Impact case study database
Multilevel modelling research, software and training builds statistical capacity to inform national and international public policy development and improve the accuracy of the information base
1. Summary of the impact
Complex multilevel datasets are a challenge to analyse, especially for non-specialists. The University of Bristol’s Centre for Multilevel Modelling (CMM) carries out cutting-edge statistical methodological research to address these challenges, incorporating its findings into statistical software, face-to-face training and training materials. This research, training and software has increased the capacity of non-academic, and non-specialist beneficiaries to understand and apply these techniques in their work and has significantly increased the number of highly trained non-academic users nationally and internationally. Since August 2013, the popular MLwiN multilevel modelling software has been purchased by 193 non-academics users internationally, including the UK Home Office, where bespoke training led by CMM researchers enabled multilevel modelling techniques to be applied to crime and policing policy. Additional software packages, as well as online training tools and resources, have supported professionals across many public sectors to apply multilevel modelling and thereby improve the accuracy of information for evidence-based policy making.
2. Underpinning research
Many kinds of data have a hierarchical, nested or clustered structure, in which data points are grouped at different levels. These groupings influence the response variable of interest and should be accounted for to avoid misleading outcomes. Browne and Goldstein are methodological statisticians responsible for landmark papers in the methods for fitting multilevel models in classical (Goldstein, 1986,1989), and Bayesian (e.g. Browne and Draper, 2000, 2006; Browne, Goldstein and Rasbash, 2001) frameworks. Much of Goldstein’s work is summarised in his seminal book [1], which is widely used across social, medical and biological sciences.
Since 2004, the Centre for Multilevel Modelling (CMM) has developed new methodology to fit statistical models that account for the complex data structures that exist in many applied problems found in educational and social data. The Centre consists of core and grant funded academics and was directed by Rasbash from 2004 to his death in 2010 and has since been co-directed by Browne (with Steele prior to 2013 and Leckie since 2015).

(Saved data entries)
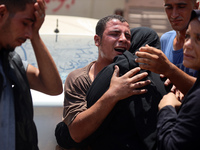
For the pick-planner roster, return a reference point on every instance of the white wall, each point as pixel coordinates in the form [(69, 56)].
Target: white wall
[(83, 8)]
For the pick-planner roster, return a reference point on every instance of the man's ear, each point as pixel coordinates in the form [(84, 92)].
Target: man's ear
[(3, 11), (97, 40)]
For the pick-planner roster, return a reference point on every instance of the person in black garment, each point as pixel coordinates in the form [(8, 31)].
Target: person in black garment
[(178, 123), (129, 119)]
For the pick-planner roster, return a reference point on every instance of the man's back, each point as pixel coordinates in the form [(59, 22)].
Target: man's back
[(174, 56)]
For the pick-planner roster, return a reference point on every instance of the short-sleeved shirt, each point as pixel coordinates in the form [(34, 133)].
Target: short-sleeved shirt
[(76, 86), (174, 56), (7, 112)]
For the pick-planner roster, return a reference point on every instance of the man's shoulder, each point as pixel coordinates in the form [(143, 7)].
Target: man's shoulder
[(168, 34)]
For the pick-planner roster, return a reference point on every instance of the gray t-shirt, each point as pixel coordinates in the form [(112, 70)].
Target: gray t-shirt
[(7, 113)]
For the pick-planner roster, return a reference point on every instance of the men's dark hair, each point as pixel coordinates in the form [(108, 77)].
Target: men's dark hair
[(101, 24), (14, 6)]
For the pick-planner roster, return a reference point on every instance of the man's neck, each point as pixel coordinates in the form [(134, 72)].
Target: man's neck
[(179, 40), (96, 68)]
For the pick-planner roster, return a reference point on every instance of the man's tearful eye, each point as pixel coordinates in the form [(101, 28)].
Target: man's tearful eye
[(120, 49)]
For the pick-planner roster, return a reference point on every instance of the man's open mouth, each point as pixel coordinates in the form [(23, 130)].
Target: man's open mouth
[(120, 50)]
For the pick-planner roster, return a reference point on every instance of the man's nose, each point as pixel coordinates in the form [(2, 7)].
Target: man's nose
[(122, 37)]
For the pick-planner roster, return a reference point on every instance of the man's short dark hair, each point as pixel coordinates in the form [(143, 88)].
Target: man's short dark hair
[(14, 6), (101, 24)]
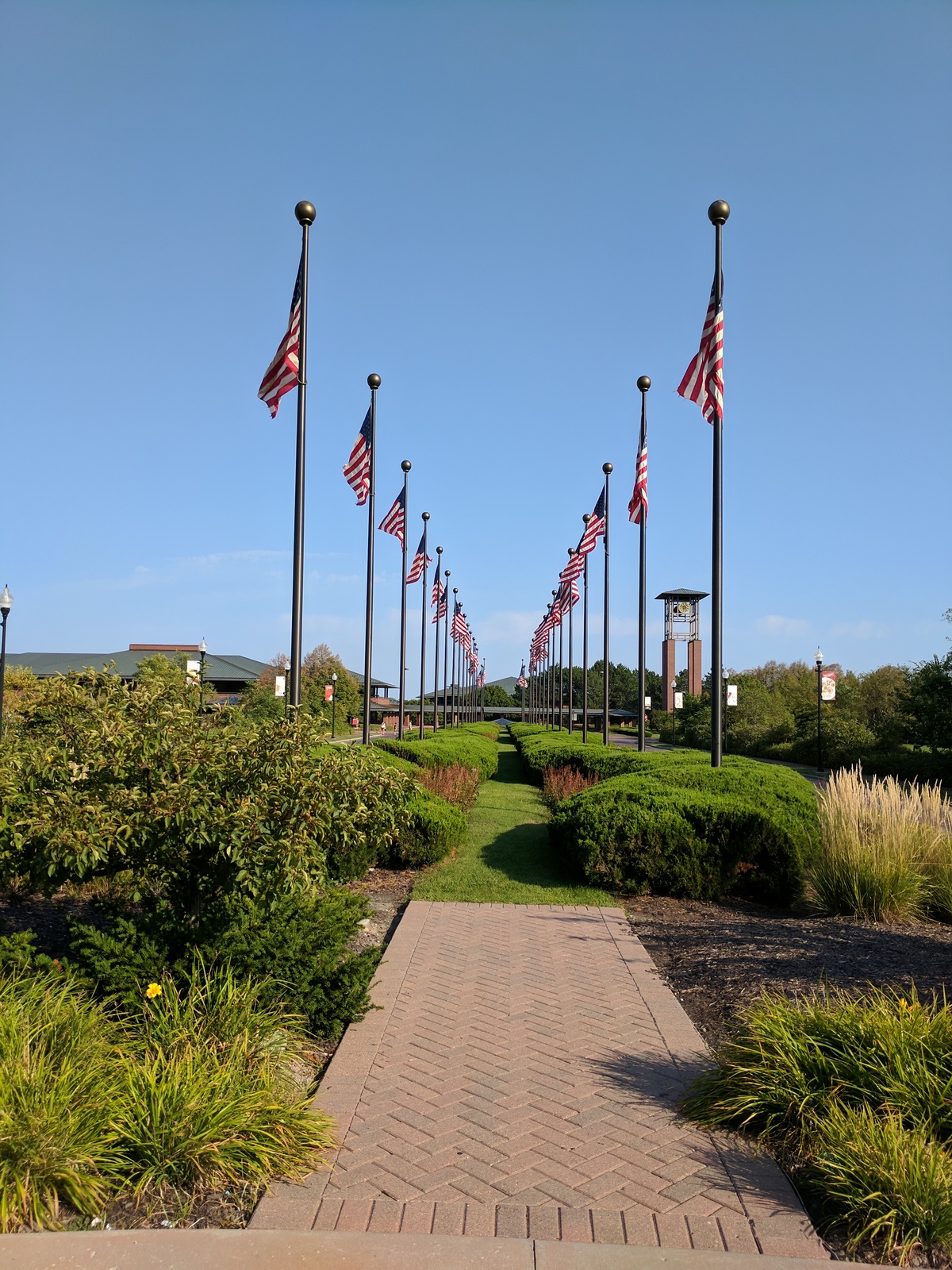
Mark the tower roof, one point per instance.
(683, 594)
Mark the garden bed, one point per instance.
(719, 956)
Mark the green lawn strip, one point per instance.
(508, 857)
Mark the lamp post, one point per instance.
(202, 651)
(6, 606)
(725, 676)
(674, 715)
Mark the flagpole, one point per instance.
(644, 385)
(607, 470)
(436, 651)
(562, 670)
(446, 648)
(424, 518)
(305, 214)
(717, 214)
(587, 518)
(374, 384)
(452, 691)
(405, 468)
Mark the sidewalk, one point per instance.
(520, 1083)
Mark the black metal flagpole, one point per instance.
(446, 652)
(374, 384)
(424, 518)
(607, 470)
(587, 518)
(405, 467)
(571, 686)
(717, 214)
(436, 651)
(305, 214)
(644, 385)
(452, 690)
(562, 668)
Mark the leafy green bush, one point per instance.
(470, 747)
(102, 778)
(198, 1087)
(296, 946)
(854, 1094)
(437, 829)
(677, 826)
(632, 833)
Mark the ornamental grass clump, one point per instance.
(457, 784)
(194, 1089)
(562, 783)
(886, 850)
(854, 1094)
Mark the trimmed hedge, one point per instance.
(437, 826)
(466, 746)
(670, 823)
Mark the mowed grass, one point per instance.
(508, 857)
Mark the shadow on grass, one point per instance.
(526, 854)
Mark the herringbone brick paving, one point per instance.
(520, 1081)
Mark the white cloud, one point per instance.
(774, 624)
(863, 629)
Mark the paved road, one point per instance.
(520, 1080)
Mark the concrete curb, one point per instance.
(336, 1250)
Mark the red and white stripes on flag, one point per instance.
(281, 376)
(357, 469)
(395, 521)
(594, 529)
(704, 379)
(638, 507)
(574, 569)
(568, 596)
(416, 565)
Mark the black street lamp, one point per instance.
(202, 651)
(6, 606)
(674, 714)
(725, 675)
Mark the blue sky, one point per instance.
(511, 229)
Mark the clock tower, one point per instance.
(681, 622)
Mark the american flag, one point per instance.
(357, 469)
(281, 376)
(569, 596)
(573, 569)
(638, 507)
(457, 628)
(594, 529)
(418, 562)
(395, 521)
(704, 379)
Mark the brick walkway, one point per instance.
(520, 1081)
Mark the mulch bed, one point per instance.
(719, 956)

# [WHAT TO WORK ON]
1. Please copy the stretch of the impact case study from "Since 2004, the" through "Leckie since 2015).", switching "methodology" to "methods".
2. According to the impact case study, how many non-academic users internationally have bought the MLwiN software since August 2013?

# [EXPECTED OUTPUTS]
1.
Since 2004, the Centre for Multilevel Modelling (CMM) has developed new methods to fit statistical models that account for the complex data structures that exist in many applied problems found in educational and social data. The Centre consists of core and grant funded academics and was directed by Rasbash from 2004 to his death in 2010 and has since been co-directed by Browne (with Steele prior to 2013 and Leckie since 2015).

2. 193 non-academic users.